• [Reading passage]
'''
His mind was spinning. “This is your child. Nothing is more precious. And why is this happening? What does the Eibershter want? How will we live? How will we manage? Will we be able to continue our shlichus? What will our shlichus look like from here?”

He found himself alone in the hospital’s small shul. “I do not remember seeing anyone else. I just remember taking a siddur, and surprisingly, it was the tefila where I felt the presence of the Eibershter more strongly than ever in my life.”

The time for surgery arrived. The parents waited with tefillos and heavy anticipation. Then the doctor came out.

“I remember it like it is happening now. The doctor said, ‘Listen, we did everything. There is no choice. It looks like we will have to amputate his legs.’”

During their time in the hospital, a psychologist approached them, offering support. Rabbi Feldman politely declined. She insisted, asking how he could possibly manage such emotional strain.

“I told her, ‘I have strength. I will get through this.’ She asked, ‘What strength do you have?’ I said, ‘Listen, I am a shliach of the Lubavitcher Rebbe.’”

He continued, “And what is a shliach? Not simply a representative. I am literally the koach of the Rebbe in Nes Ziona. I am there, it is as if he is there. I am certain that this is happening for a precise reason. Even if I do not understand it now, I am sure that everything will be for the good.”

He and his wife made a quiet resolution: “We will take this ordeal, even without knowing how it will end, and we will grow from it. This will become our banner.”

On the first night of Chanuka, nearly two months after the crisis began, they brought Zalmy home. Rabbi Feldman remembers lighting the menorah and thanking the Eibershter.

“We felt a miracle had been done for us. Others might not understand. They asked, ‘What miracle?’ But we, who knew that this child might not have been here, chose to focus on what we have and not on what we do not have.”

He continued with feeling, “There are hands, there are eyes. Out of all 613 parts of a person, why concentrate only on what is missing? There is so much.”

The room erupted in applause.

“Zalmy is not only a child who was not weakened by this. His strength and his inner power are extraordinary. He became someone who inspires others,” Rabbi Feldman said. “No one can complain when they see Zalmy. No one can say, ‘I cannot do it.’ What do you mean you cannot? You can do everything.”
'''
• [What you will do]
a) Retype the portion of the passage about Rabbi Feldman and his son Zalmy starting at "He found himself" and ending at "such emotional strain.".
b) Write what comes next in the passage about Rabbi Feldman and his son Zalmy, picking up after its final sentence.

• [Records provided]
'''
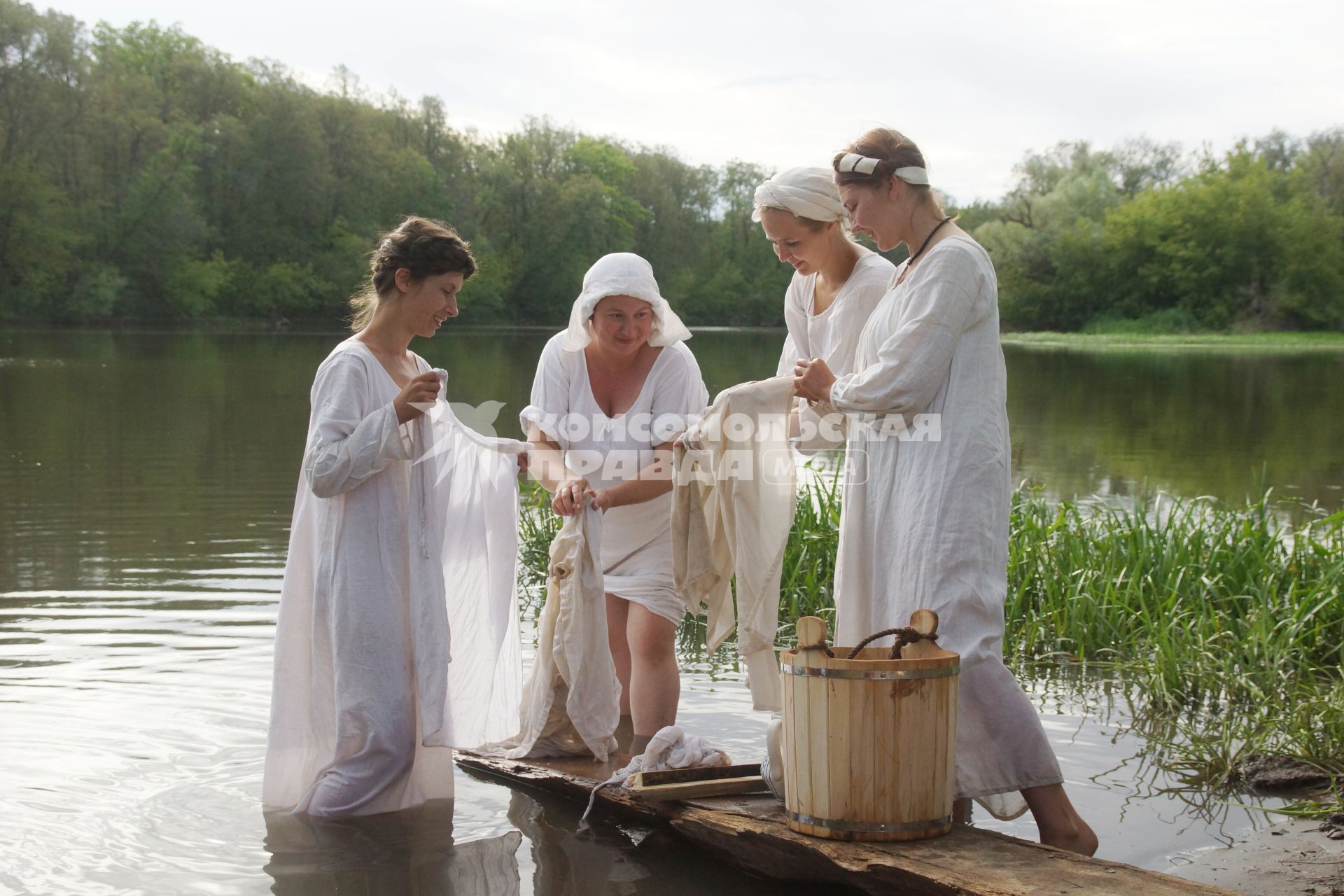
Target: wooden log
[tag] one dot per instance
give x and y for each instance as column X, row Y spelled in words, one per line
column 692, row 789
column 750, row 832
'''
• [Results of the tasks]
a)
He found himself alone in the hospital’s small shul. “I do not remember seeing anyone else. I just remember taking a siddur, and surprisingly, it was the tefila where I felt the presence of the Eibershter more strongly than ever in my life.”

The time for surgery arrived. The parents waited with tefillos and heavy anticipation. Then the doctor came out.

“I remember it like it is happening now. The doctor said, ‘Listen, we did everything. There is no choice. It looks like we will have to amputate his legs.’”

During their time in the hospital, a psychologist approached them, offering support. Rabbi Feldman politely declined. She insisted, asking how he could possibly manage such emotional strain.

b)
The effect on their shlichus was tremendous, but not in the way people might assume.

“Not only was our shlichus not weakened, it received tremendous strength. Before Zalmy’s story, I could say, ‘I cannot, this is too big, I am not capable.’ Since Zalmy’s story, nothing is too big. The word ‘cannot’ no longer exists. Set a goal, and you will achieve it.”

Rabbi Feldman concluded with a vision for his son’s future. “I believe Zalmy is a shliach. From my perspective, he already is. What the framework will be, I do not know. But in my mind, I see him exactly as I saw myself in that giant picture of all the shluchim – part of the Rebbe’s great army. I certainly see Zalmy standing there, or sitting there, as part of the Rebbe’s army. Because Zalmy is the Rebbe’s child.”

As this moving presentation concluded at the Kinus banquet, Zalmy was welcomed to the stage to a standing ovation, where he confidently walked on his prosthetic feet – living proof of the strength of shlichus, the power of emunah, and the Rebbe’s bracha accompanying his shluchim in the most challenging of times.

His speech that followed, along with his live conversation with shliach Rabbi Liraz Zeira – who had both of his feet amputated just a few weeks ago after stepping on an unexploded grenade in Syria – moved the entire room. Speaking to Zalmy live from his hospital room, the very same hospital where Zalmy had his critical surgery a decade earlier, the two strengthened each other and the thousands of tear-eyed listeners at the gala banquet with courage and conviction that with the koiach of the Rebbe, a shliach is truly invincible.